GIVEN INSTRUCTION » Quote the passage of the James Connolly article starting with "JAMES CONNOLLY was" and going on through "of the International.", keeping it word for word.

* BEGIN SOURCE PASSAGE *

James Connolly: for the love of freedom

Priscilla Metscher takes a fresh look at the politics of the labour leader, marxist theoretician and Irish patriot James Connolly who identified the significance of linking the fight for socialism in Ireland to the struggle for national liberation

JAMES CONNOLLY was undoubtedly a prominent figure in the Irish, British and US labour movements at the turn of the 20th century.

His dramatic political career corresponds roughly to the life span of the Second International (1899-1914) and his writings reflect both the strength and weaknesses in the left-wing of the International.

Connolly did not come from an academic background. He was born in the Edinburgh slums, coming to Ireland in 1896 as paid organiser of the Dublin Socialist Club.

He was one of the first theoreticians of the labour movement to come from the working class, having to leave school at an early age to help support the family financially. His education was mainly auto-didactic, gained to a large extent through long hours of study in the National Library, Dublin.

His education in socialism was derived from the writings published by the British socialist movement and from those writings of Karl Marx which were available in English translation at that time. In Ireland he could also draw on a specific tradition of Irish socialism.

In his major work, Labour in Irish History, published in 1910, he dedicates a whole chapter to the early Irish socialist William Thompson whom he regards as “the forerunner of Karl Marx”. Connolly was influenced substantially by the writings of the radical Young Irelander James Fintan Lalor. He was greatly impressed by Lalor’s analysis of the land question in Ireland and of his demand that “the entire ownership of Ireland, moral and material, up to the sun and down to the centre, is vested of right in the people of Ireland.”

Connolly also draws attention to the close connections between Fenianism and labour agitation in Ireland. He comments, “It was in fact only amongst the youngest and most intelligent of the labouring class, of the young men of the large towns and cities engaged in the humbler walks of mercantile life, of the artisan and working classes that it found favour.”

Individual Fenians were members of the First International (International Working Men’s Association) and support was given by the IWMA to the Fenian amnesty movement. The Irishman and former Fenian Michael Davitt was to a certain extent a forerunner of Connolly in the field of labour politics in Ireland. Davitt’s name is primarily connected with the Land League of the 1880s and his attempt to combine the national question (in the form of home rule) with the social question (the land question). Davitt stands out as a pioneer of independent labour politics. On coming to Ireland Connolly considered it his prime task to establish a genuinely Irish socialist party which would recognise the needs of the Irish nation as distinct from Britain.

Thus the Irish Socialist Republican Party was founded in 1896 as an independent national workers’ party. It was Connolly’s conviction that “the two currents of revolutionary thought in Ireland — the socialist and the national — were not antagonistic, but complementary, and that the Irish socialist was in reality the best Irish patriot.”

He recognised that the fight for socialism in Ireland must be linked to the struggle for national liberation and that the Irish socialist was the continuing force of the revolutionary republican tradition. Again and again Connolly draws our attention to the republican tradition founded by the United Irishmen.

The Irish socialist republicans, he writes, fight for “the realisation of that freedom for which the United Irishmen fought.” He succinctly points out that the United Irishmen, far from wallowing in the glorious memories of the past, “unweariedly insisted upon the necessity of a change for the sake of the present.” “They,” he said, “turned the attention of the people, not to the ‘glorious past’, but to the shameful and hateful present, to the pregnant and fateful future.”

* END SOURCE PASSAGE *
* BEGIN RECORDS *

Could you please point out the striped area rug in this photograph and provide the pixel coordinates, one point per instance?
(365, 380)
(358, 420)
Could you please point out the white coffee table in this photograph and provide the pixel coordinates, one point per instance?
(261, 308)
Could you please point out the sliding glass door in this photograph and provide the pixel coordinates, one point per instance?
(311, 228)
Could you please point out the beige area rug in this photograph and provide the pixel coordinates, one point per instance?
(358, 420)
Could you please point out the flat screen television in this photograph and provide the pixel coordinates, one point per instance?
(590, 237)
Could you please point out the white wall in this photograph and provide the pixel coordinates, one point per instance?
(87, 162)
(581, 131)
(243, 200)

* END RECORDS *
* BEGIN RECORDS *

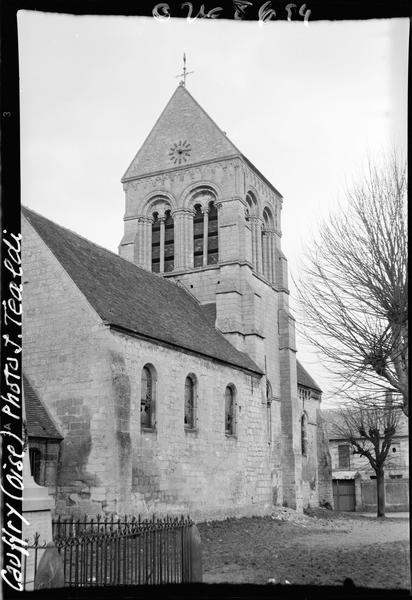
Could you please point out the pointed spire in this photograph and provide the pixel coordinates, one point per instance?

* END RECORDS *
* BEGIN RECORDS *

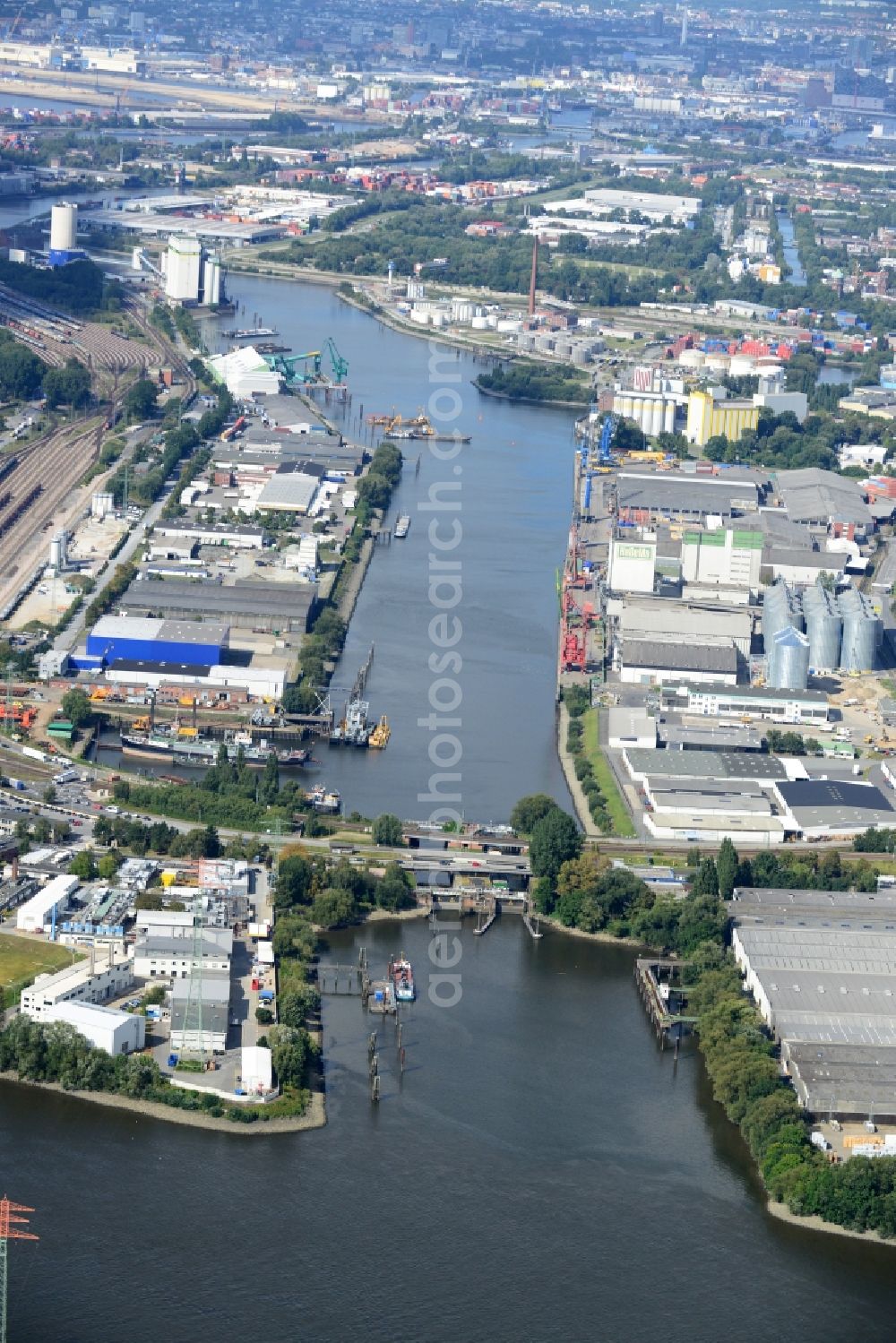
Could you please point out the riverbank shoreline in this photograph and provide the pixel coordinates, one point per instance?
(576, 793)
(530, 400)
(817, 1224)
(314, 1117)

* END RECORDS *

RESULT »
JAMES CONNOLLY was undoubtedly a prominent figure in the Irish, British and US labour movements at the turn of the 20th century.

His dramatic political career corresponds roughly to the life span of the Second International (1899-1914) and his writings reflect both the strength and weaknesses in the left-wing of the International.